# start of Data excerpts

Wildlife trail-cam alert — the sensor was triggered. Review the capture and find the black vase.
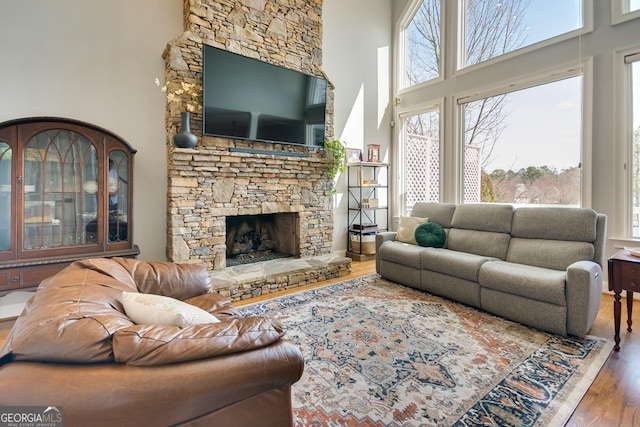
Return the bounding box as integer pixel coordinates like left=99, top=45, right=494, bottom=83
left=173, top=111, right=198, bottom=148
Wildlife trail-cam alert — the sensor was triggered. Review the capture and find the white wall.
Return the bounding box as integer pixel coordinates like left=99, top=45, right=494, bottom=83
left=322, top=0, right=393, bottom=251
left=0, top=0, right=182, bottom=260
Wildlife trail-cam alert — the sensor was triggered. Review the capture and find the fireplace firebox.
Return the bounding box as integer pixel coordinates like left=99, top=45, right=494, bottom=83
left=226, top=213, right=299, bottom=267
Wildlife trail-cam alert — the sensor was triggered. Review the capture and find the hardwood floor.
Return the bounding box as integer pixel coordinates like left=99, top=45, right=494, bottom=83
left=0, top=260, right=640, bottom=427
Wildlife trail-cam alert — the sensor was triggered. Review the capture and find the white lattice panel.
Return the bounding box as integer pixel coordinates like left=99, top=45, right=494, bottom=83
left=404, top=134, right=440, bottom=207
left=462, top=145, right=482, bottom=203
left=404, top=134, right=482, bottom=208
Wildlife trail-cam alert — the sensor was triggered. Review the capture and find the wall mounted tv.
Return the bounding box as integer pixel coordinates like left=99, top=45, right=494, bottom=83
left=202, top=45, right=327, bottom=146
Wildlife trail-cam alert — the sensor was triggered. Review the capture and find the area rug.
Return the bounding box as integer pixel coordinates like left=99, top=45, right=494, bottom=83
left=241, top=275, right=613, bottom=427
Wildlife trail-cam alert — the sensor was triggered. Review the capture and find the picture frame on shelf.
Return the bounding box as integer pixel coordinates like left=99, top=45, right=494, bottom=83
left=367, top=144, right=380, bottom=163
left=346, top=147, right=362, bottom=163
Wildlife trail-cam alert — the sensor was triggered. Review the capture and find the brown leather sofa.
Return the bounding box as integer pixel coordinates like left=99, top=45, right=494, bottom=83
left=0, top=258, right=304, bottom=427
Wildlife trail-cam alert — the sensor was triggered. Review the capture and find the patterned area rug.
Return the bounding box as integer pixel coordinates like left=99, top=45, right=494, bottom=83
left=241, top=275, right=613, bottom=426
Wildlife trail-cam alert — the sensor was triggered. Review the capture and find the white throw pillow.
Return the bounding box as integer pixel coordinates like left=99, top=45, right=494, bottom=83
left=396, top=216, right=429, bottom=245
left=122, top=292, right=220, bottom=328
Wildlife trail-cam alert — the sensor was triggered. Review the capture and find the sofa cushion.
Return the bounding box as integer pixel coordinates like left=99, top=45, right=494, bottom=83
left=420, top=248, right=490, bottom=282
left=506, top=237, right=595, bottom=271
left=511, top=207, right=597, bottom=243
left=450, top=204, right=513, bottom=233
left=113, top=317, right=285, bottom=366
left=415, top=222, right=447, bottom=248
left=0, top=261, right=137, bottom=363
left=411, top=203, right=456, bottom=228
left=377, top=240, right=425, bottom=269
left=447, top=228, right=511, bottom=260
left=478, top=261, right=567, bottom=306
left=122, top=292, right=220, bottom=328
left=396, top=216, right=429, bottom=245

# end of Data excerpts
# start of Data excerpts

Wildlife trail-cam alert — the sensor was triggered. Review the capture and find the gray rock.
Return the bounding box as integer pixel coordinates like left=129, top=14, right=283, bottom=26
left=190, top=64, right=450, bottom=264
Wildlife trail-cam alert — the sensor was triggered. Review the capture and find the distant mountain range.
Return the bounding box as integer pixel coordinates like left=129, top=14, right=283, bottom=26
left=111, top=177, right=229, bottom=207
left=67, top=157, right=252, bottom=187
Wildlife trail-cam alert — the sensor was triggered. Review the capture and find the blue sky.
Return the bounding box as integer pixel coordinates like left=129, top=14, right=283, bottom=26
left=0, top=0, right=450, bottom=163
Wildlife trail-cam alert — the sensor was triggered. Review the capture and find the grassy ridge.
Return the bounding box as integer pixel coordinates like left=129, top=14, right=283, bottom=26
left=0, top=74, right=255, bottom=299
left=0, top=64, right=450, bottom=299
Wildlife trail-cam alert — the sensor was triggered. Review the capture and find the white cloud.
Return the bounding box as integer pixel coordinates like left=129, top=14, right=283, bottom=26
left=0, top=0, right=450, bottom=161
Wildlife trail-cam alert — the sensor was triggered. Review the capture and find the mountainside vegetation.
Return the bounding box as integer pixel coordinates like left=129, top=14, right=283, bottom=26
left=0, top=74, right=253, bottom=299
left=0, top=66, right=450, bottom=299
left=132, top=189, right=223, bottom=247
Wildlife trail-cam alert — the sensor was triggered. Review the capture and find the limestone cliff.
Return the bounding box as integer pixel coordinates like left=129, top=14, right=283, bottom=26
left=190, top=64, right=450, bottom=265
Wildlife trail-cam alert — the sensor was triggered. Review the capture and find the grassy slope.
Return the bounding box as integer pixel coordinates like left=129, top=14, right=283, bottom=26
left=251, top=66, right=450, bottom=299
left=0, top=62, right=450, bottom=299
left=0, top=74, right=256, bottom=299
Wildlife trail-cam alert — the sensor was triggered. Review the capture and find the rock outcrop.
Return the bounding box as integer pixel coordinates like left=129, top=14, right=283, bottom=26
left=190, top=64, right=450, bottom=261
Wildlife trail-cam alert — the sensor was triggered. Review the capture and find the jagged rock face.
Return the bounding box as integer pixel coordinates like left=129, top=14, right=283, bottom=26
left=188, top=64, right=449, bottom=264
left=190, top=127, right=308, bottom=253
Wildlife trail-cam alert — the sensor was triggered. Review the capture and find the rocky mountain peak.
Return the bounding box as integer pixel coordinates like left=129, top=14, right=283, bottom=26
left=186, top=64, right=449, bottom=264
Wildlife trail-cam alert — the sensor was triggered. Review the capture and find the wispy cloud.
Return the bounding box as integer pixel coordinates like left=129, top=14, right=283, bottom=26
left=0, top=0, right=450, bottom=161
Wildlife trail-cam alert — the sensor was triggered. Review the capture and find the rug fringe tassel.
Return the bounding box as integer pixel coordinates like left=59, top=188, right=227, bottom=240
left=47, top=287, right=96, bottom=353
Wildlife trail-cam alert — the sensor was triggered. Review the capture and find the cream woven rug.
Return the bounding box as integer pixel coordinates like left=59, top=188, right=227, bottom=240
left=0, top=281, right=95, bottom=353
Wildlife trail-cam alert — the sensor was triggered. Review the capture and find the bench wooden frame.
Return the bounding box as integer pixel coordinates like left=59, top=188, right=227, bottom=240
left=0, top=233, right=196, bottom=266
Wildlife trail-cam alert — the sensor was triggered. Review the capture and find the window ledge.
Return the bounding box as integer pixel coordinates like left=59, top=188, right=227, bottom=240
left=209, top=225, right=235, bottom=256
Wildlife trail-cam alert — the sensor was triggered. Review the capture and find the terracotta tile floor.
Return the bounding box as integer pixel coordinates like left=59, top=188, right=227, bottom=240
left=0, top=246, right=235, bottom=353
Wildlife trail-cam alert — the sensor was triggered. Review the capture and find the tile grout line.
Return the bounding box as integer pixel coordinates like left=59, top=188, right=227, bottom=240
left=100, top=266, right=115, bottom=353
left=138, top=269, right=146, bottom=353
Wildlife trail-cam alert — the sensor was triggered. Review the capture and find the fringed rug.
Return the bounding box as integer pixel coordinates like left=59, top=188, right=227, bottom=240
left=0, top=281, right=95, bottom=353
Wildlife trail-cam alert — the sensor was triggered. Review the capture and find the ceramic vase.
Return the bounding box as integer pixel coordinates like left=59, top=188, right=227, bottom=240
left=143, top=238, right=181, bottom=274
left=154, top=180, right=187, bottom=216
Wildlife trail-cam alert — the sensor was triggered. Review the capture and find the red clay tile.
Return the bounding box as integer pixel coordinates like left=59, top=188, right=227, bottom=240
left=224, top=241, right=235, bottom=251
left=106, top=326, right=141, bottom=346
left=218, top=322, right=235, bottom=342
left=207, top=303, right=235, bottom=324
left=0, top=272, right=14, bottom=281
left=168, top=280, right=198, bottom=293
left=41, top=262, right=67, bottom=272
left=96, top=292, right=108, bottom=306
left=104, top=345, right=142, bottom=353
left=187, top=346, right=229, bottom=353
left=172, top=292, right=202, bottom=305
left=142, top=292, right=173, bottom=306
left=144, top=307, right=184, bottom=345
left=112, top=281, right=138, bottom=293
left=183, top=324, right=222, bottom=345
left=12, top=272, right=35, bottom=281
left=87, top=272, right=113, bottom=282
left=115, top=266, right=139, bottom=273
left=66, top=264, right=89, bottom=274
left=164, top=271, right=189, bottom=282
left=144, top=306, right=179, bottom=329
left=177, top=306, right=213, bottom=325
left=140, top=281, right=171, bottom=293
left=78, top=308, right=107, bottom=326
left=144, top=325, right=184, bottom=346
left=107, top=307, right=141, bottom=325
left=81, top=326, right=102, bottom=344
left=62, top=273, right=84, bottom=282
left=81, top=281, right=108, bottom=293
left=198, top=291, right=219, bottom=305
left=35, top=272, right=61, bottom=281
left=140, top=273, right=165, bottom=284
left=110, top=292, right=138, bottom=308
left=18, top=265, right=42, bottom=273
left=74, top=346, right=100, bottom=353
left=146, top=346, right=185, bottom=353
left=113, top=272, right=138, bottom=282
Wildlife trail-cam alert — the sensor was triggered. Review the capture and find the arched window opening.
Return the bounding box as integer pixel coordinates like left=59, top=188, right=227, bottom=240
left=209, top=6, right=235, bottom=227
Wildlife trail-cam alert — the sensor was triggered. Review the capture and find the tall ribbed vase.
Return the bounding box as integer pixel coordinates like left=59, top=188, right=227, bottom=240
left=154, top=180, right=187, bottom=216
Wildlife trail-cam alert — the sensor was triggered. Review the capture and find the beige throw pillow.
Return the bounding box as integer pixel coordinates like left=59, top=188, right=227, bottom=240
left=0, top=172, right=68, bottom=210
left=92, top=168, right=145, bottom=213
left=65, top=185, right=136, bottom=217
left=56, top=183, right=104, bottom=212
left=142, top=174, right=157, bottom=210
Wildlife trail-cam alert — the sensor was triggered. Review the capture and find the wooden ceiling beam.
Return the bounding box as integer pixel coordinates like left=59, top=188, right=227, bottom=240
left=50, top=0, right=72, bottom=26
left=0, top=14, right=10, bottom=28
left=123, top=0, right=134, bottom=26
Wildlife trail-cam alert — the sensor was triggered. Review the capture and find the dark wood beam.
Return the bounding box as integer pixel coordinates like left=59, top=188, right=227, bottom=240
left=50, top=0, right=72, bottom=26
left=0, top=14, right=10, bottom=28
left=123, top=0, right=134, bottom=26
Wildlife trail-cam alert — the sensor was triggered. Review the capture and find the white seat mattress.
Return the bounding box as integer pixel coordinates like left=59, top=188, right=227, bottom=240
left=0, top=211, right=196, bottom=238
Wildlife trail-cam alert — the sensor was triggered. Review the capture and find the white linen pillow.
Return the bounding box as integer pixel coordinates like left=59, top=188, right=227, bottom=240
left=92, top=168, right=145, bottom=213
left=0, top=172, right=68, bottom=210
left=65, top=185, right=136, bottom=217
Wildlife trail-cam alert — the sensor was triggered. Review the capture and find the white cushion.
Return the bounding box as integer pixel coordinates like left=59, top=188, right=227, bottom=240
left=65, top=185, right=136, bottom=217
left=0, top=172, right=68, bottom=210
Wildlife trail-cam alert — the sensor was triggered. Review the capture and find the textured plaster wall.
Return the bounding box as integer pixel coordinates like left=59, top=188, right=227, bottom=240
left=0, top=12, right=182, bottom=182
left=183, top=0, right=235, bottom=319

# end of Data excerpts
# start of Data excerpts

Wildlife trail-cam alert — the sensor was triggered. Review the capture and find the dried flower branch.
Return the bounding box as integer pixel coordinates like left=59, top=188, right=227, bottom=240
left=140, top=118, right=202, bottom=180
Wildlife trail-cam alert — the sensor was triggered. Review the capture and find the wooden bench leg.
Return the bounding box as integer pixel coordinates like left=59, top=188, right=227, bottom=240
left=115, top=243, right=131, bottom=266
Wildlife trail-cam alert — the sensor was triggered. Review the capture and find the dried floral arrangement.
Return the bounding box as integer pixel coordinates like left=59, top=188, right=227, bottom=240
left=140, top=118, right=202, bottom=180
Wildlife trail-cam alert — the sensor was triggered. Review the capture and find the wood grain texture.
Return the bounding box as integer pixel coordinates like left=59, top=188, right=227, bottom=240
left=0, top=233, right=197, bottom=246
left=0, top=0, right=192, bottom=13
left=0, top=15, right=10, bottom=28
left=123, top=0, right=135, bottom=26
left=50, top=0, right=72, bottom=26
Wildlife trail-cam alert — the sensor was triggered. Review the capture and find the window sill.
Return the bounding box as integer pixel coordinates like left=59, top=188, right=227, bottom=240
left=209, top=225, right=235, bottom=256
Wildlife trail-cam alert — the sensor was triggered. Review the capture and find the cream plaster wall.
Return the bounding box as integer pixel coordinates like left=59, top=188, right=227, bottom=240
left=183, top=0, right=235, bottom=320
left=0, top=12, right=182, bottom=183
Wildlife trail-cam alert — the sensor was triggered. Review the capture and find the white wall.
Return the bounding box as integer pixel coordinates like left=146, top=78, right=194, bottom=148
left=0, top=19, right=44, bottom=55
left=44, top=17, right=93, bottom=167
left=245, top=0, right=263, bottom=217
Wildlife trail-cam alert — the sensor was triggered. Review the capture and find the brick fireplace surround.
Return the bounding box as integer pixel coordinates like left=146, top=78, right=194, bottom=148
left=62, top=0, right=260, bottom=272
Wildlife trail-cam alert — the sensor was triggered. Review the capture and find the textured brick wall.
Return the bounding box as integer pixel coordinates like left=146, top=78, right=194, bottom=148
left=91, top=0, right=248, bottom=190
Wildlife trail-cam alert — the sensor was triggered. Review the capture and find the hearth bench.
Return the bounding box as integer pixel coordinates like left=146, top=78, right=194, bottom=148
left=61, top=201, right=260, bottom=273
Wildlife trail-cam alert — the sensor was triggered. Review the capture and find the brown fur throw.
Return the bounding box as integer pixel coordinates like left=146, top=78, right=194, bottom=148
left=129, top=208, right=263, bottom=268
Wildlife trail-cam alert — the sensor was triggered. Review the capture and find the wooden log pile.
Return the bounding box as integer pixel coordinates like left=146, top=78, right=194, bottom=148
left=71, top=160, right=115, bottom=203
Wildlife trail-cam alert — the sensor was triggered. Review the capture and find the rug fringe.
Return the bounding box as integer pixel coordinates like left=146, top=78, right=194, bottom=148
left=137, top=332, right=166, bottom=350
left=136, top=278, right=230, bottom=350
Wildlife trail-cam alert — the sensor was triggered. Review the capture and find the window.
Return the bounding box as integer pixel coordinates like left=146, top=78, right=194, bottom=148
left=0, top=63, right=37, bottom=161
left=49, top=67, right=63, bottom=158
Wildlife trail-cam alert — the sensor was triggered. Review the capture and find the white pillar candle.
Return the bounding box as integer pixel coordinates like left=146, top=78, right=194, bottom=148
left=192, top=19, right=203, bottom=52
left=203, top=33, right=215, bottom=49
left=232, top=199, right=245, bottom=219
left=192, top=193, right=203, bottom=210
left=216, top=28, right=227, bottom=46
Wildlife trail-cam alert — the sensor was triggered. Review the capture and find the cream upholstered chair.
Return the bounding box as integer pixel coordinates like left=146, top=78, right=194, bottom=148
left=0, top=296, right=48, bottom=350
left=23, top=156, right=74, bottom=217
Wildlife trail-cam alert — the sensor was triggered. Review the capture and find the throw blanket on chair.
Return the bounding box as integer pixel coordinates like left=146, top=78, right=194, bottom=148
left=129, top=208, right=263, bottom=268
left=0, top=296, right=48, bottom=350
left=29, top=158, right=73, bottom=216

# end of Data excerpts

● **Goal of the exercise**
In the items, copy everything from the line containing "wall mounted tv." down to the line containing "left=202, top=45, right=327, bottom=146", swapping "Review" for "Inspect" and leaving all else as it is.

● **Response**
Wildlife trail-cam alert — the sensor was triggered. Inspect the capture and find the wall mounted tv.
Return the bounding box as integer pixel coordinates like left=99, top=45, right=494, bottom=83
left=202, top=45, right=327, bottom=146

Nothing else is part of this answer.